**EXTRAIT DU TEXTE**
☆ ☆ ☆ ☆ ☆

Puis vint le jour ou « deux représentants » des camionneurs dont l'un d'eux s'affichait ouvertement comme un « Trumpster » ont été autorisés à rencontrer des membres de l'administration Trump. La rencontre s'est soldée par la promesse d'une révision du règlement sur les heures de conduite, mais absolument rien sur la question de réglementer le pourcentage des courtiers en transport. Là-dessus, ils se sont fait dire que le gouvernement ne peut pas légiférer parce que les États-Unis sont un pays de libre marché et que ce sont les lois du libre marché qui fixent les prix. Les deux « représentants » sont sortis de la rencontre en clamant qu'une bataille avait été gagnée, exaltant le Président Trump et disant qu'ils remerciaient « Dieu » qu'enfin les camionneurs avaient un président qui est de leur côté. Un « deal » derrière les portes closes de la Maison-Blanche venait d'être scellé. C'est dans un sentiment d'amertume et d'insatisfaction, un sentiment que quelque chose leur a échappé, que l'occupation des camionneurs a pris fin, et que ceux-ci, peu à peu, sont retournés chez eux.

☆ ☆ ☆ ☆ ☆

**TÂCHES**
A. Résumez sous forme de liste le paragraphe de l'extrait sur les camionneurs qui commence par « Puis vint le jour », en gardant ses faits principaux.
B. Poursuivez l'extrait sur les camionneurs à partir de sa dernière phrase.

Annotations de position
☆ ☆ ☆ ☆ ☆

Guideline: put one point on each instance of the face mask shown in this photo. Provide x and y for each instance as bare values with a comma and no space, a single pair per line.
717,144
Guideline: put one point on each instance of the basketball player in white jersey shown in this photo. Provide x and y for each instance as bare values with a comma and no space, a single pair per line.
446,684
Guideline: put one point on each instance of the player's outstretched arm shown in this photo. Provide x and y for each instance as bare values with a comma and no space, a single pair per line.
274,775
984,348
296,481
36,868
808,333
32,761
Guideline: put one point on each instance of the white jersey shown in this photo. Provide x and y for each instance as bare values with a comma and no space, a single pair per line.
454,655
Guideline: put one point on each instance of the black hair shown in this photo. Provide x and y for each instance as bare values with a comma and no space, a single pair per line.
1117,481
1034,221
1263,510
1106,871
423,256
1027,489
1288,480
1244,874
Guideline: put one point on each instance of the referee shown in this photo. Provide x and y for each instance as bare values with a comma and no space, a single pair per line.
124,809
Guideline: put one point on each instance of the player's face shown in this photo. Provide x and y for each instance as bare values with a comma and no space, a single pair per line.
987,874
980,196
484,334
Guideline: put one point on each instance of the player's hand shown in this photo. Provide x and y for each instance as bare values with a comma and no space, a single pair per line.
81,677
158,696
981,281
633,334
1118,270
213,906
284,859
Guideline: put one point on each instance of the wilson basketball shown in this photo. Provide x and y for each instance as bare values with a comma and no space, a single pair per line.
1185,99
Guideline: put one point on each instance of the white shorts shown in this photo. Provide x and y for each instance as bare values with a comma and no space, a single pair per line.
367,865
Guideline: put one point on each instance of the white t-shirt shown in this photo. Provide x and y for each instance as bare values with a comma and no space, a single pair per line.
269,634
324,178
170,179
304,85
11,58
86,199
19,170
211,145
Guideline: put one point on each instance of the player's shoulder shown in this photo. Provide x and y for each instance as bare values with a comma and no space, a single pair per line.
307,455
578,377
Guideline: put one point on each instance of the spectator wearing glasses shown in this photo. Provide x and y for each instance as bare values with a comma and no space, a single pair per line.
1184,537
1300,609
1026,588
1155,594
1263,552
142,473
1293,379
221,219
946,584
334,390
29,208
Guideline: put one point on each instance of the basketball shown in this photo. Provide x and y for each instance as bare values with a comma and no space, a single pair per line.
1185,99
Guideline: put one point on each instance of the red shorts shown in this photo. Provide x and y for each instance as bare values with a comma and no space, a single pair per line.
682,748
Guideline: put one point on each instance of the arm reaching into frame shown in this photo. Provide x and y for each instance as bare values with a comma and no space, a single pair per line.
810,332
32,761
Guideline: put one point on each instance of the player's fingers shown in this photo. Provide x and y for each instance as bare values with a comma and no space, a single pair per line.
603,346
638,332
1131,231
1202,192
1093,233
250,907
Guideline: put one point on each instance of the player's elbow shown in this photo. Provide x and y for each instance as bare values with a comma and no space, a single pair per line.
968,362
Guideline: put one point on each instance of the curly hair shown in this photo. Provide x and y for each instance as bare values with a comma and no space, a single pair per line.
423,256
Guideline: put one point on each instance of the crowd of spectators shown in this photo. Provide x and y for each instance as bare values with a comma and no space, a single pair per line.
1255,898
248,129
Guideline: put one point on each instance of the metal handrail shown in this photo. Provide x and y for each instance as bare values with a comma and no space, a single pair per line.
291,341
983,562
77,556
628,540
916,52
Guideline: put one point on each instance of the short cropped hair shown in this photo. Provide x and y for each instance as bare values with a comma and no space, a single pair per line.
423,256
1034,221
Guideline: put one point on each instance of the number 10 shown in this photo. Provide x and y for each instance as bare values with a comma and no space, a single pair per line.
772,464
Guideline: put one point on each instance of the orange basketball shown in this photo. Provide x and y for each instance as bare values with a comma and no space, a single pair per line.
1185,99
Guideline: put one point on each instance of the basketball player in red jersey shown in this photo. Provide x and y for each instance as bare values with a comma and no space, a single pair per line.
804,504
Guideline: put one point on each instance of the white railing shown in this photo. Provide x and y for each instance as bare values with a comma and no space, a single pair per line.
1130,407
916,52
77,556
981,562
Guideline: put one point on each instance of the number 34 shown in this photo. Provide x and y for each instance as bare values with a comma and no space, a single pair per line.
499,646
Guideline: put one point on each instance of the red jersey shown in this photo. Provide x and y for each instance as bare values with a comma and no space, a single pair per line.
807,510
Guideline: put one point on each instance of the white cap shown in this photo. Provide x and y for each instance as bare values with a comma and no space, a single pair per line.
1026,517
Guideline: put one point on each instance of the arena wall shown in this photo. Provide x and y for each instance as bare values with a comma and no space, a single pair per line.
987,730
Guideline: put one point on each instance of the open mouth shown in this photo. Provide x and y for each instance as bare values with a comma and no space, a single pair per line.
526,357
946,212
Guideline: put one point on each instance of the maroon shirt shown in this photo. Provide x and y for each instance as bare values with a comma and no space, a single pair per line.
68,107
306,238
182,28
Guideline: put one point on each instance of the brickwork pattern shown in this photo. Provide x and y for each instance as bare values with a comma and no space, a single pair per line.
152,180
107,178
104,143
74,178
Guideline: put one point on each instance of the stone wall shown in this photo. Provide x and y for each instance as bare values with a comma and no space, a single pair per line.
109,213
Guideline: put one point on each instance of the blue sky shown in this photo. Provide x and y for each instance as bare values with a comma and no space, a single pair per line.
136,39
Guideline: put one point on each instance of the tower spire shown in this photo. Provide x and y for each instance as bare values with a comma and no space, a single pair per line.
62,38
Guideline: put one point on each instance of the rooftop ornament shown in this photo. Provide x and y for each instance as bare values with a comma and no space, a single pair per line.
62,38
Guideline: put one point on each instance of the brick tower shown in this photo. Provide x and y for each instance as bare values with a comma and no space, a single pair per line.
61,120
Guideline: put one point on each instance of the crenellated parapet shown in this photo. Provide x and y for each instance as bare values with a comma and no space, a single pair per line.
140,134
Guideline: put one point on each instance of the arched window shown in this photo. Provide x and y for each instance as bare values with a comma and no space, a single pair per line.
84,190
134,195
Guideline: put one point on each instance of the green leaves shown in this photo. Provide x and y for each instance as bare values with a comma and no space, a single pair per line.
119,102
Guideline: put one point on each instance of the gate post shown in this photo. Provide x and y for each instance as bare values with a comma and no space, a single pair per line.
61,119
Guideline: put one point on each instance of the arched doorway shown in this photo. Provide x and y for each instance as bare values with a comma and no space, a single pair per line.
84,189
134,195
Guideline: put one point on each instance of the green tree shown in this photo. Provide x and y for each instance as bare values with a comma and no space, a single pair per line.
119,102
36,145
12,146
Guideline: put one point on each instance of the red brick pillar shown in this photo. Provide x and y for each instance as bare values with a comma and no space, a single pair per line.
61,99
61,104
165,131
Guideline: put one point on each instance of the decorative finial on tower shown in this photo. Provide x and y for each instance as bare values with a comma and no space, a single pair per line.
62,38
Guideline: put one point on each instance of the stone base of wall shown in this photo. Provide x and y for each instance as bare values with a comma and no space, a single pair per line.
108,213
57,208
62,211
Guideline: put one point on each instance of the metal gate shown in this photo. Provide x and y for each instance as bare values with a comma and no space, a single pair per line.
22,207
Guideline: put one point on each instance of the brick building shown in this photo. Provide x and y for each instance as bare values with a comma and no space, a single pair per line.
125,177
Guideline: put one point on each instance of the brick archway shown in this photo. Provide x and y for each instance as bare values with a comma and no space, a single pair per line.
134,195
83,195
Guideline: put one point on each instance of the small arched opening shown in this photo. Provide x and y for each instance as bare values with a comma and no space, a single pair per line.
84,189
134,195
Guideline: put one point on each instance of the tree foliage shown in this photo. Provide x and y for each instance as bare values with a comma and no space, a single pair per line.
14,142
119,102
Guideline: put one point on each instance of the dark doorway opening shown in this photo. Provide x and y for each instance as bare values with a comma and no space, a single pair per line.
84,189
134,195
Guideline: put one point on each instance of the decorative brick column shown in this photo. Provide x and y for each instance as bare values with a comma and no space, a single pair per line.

☆ ☆ ☆ ☆ ☆

**RÉSULTATS PAR TÂCHE**
A.
- Deux « représentants » des camionneurs, dont l'un se présentait ouvertement comme un « Trumpster », ont rencontré des membres de l'administration Trump.
- Ils ont obtenu la promesse d'une révision du règlement sur les heures de conduite.
- Ils n'ont rien obtenu sur le pourcentage des courtiers en transport. On leur a répondu que le gouvernement ne pouvait pas légiférer, puisque les États-Unis sont un pays de libre marché où ce marché fixe les prix.
- À la sortie, les deux « représentants » ont crié victoire, ont fait l'éloge du Président Trump et ont remercié « Dieu » que les camionneurs aient enfin un président de leur côté.
- Un « deal » venait d'être conclu derrière les portes closes de la Maison-Blanche.
- L'occupation a pris fin dans l'amertume et l'insatisfaction, avec le sentiment que quelque chose leur avait échappé, et les camionneurs sont peu à peu rentrés chez eux.

B.
Les semaines qui ont suivi cette mobilisation historique pour les travailleurs du transport routier américains n'ont vu aucune remontée des taux dans la fixation des prix ni aucune modification dans le pourcentage perçu par les courtiers. Des centaines de milliers de camionneurs indépendants sont encore pris à la gorge par des prix trop bas qui mettent leur situation financière en péril.

Cette situation, bien que difficile et compliquée, n'empêche pas les camionneurs de poursuivre la lutte. Le problème n'ayant pas été résolu, ils exigent toujours une solution. La discussion se poursuit via les réseaux sociaux et d'autres médias créés par eux, notamment les camionneurs d'origines pendjabie, latino-américaine et autres.

La suite des choses on la connaît. Le mouvement de résistance organisée contre le racisme d'État aux États-Unis s'est affirmé et est devenu un enjeu politique central, non seulement pour le peuple américain, mais pour les peuples du monde entier. Dans les premiers jours suivant la mort de Georges Floyd, les médias monopolisés ont créé une fausse impression sur des incidents lors desquels des camionneurs ont été pris au milieu de manifestations, déclarant que des camionneurs avaient été attaqués par des « émeutiers ».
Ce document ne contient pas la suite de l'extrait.